Segment Start: EXTRACT TO READ

## Wuhan seafood market pneumonia virus (2019 Novel Coronavirus)
## DNA Generation Sequencing

https://towardsdatascience.com/next-generation-sequencing-data-analysis-with-pyspark-888a1e0a079


## Install SRA tools, download and extract sequences from SRA files
- download sra tools

In [0]:
import os
def setup_sra_tool(url):
  os.chdir('/content')
  !wget $url
  !gunzip sratoolkit.2.9.6-1-ubuntu64.tar.gz
  !tar -xf sratoolkit.2.9.6-1-ubuntu64.tar


def get_sra(url, sra_path):
  os.chdir('/content')
  !wget $url
  sra_name = url[-11:]
  os.chdir(sra_path)
  !./fastq-dump /content/$sra_name -O /content/
  os.chdir('/content')
  
# set up SRA toolkit
url_tk= 'https://ftp-trace.ncbi.nlm.nih.gov/sra/sdk/2.9.6-1/sratoolkit.2.9.6-1-ubuntu64.tar.gz'
setup_sra_tool(url_tk)

# download and extract sra file
sra_url = 'https://sra-download.ncbi.nlm.nih.gov/traces/sra50/SRR/010646/SRR10902284'
tool_path = '/content/sratoolkit.2.9.6-1-ubuntu64/bin'
get_sra(sra_url, tool_path)

--2020-02-03 06:57:29--  https://ftp-trace.ncbi.nlm.nih.gov/sra/sdk/2.9.6-1/sratoolkit.2.9.6-1-ubuntu64.tar.gz
Resolving ftp-trace.ncbi.nlm.nih.gov (ftp-trace.ncbi.nlm.nih.gov)... 130.14.250.10, 2607:f220:41e:250::13
Connecting to ftp-trace.ncbi.nlm.nih.gov (ftp-trace.ncbi.nlm.nih.gov)|130.14.250.10|:443... connected.

Segment End: EXTRACT TO READ

■ USING THE INFORMATION ■
a: Answer these questions about the notebook extract, one line each:
(i) Which version of the SRA toolkit does the code download?
(ii) What path is assigned to tool_path?
(iii) Which IPv4 address and port does the output show a connection to?
b: Restate word for word the part of the notebook extract that opens with the words containing "# set up SRA" and closes with "get_sra(sra_url, tool_path)".

Segment Start: MATERIAL SUPPLIED

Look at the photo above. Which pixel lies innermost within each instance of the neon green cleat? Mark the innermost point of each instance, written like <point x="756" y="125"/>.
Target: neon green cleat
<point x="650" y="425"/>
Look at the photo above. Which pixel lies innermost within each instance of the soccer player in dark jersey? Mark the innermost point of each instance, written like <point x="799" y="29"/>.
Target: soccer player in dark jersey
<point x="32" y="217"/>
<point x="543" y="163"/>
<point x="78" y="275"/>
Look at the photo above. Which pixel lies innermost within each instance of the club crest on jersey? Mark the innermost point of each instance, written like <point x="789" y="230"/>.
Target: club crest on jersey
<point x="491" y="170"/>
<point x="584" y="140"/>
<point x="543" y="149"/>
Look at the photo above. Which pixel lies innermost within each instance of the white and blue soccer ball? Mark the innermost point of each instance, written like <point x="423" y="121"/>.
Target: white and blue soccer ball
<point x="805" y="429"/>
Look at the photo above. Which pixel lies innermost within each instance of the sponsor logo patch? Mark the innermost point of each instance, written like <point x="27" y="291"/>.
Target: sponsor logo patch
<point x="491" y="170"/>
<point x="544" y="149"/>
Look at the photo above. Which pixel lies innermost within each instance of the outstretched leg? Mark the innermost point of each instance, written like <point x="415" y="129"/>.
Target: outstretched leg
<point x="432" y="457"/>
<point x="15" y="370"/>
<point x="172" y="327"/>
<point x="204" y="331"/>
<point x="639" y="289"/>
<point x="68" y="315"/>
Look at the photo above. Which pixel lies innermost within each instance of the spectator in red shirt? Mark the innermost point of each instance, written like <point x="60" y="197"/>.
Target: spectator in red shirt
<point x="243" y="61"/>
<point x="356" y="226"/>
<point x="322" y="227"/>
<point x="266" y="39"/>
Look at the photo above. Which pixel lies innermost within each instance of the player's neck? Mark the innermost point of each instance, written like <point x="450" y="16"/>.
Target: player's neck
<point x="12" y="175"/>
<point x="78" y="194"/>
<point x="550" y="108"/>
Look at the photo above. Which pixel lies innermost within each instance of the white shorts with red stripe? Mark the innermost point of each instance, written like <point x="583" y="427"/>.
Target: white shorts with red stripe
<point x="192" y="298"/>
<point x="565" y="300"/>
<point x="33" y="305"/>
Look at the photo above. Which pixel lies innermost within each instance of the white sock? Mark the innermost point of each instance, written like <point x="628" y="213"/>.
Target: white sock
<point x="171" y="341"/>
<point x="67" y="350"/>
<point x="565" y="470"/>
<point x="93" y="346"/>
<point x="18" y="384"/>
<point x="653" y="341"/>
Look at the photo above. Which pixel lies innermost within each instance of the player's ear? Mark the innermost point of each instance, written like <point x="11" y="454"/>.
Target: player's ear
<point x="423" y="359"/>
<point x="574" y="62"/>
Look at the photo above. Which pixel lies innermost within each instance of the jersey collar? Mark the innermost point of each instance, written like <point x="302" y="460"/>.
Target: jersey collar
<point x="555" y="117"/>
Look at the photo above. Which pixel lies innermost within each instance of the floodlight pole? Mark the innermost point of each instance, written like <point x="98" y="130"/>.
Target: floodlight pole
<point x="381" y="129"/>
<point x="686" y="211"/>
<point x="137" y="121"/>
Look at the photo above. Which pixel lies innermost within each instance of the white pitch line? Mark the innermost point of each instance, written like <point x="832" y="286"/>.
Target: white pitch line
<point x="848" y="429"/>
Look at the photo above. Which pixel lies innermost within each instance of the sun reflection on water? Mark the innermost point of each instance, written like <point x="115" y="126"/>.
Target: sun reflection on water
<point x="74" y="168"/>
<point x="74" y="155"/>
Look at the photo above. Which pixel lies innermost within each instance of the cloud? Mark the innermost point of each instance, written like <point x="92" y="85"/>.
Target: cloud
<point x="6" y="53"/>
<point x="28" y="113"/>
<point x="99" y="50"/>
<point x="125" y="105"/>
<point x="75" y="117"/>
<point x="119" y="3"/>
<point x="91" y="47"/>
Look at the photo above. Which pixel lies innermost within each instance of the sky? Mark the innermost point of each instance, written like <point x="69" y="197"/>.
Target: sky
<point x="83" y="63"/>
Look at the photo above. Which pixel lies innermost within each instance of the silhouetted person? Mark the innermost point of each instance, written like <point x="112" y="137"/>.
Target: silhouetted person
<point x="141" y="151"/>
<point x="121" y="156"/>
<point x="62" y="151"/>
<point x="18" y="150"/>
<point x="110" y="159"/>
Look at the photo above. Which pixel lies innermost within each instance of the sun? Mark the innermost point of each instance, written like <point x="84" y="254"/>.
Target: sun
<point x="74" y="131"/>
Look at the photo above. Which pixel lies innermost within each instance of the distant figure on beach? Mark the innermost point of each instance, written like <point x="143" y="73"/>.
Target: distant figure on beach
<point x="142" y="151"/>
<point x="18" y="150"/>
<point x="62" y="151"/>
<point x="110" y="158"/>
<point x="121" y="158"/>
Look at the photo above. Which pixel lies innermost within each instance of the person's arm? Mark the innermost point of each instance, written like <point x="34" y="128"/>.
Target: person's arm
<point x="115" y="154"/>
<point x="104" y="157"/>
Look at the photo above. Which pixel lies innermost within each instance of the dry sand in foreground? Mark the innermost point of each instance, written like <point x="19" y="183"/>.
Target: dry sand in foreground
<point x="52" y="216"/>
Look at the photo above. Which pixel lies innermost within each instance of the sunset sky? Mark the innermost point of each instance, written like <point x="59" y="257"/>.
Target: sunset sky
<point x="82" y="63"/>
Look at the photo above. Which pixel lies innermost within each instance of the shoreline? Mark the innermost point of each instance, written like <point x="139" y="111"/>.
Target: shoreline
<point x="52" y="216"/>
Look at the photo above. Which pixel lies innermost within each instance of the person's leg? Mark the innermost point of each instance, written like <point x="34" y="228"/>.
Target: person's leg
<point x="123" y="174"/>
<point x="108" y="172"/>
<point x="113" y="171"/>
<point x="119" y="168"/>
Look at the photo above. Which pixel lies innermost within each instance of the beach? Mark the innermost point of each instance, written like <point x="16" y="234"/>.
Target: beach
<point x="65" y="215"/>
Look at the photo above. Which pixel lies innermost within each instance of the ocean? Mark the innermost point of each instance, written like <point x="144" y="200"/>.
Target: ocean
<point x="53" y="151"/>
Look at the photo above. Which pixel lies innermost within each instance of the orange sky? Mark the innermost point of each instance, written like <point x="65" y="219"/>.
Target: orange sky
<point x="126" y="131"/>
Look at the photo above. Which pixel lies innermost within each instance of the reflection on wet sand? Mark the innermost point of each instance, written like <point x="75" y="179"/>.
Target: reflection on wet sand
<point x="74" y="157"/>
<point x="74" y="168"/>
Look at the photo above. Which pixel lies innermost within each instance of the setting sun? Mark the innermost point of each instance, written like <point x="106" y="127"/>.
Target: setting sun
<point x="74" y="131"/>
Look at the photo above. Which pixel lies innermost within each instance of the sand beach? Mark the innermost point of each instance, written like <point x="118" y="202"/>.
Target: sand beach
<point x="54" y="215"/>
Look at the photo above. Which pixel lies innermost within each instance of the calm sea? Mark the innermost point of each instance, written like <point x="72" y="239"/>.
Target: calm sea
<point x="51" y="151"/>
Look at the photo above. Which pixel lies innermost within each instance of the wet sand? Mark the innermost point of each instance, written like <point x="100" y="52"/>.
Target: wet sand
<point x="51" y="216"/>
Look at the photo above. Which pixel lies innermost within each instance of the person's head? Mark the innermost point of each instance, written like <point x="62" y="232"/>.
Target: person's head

Segment End: MATERIAL SUPPLIED

■ PROBLEM SOLUTIONS ■
a:
(i) 2.9.6-1 (sratoolkit.2.9.6-1-ubuntu64)
(ii) /content/sratoolkit.2.9.6-1-ubuntu64/bin
(iii) 130.14.250.10, port 443

b:
# set up SRA toolkit
url_tk= 'https://ftp-trace.ncbi.nlm.nih.gov/sra/sdk/2.9.6-1/sratoolkit.2.9.6-1-ubuntu64.tar.gz'
setup_sra_tool(url_tk)

# download and extract sra file
sra_url = 'https://sra-download.ncbi.nlm.nih.gov/traces/sra50/SRR/010646/SRR10902284'
tool_path = '/content/sratoolkit.2.9.6-1-ubuntu64/bin'
get_sra(sra_url, tool_path)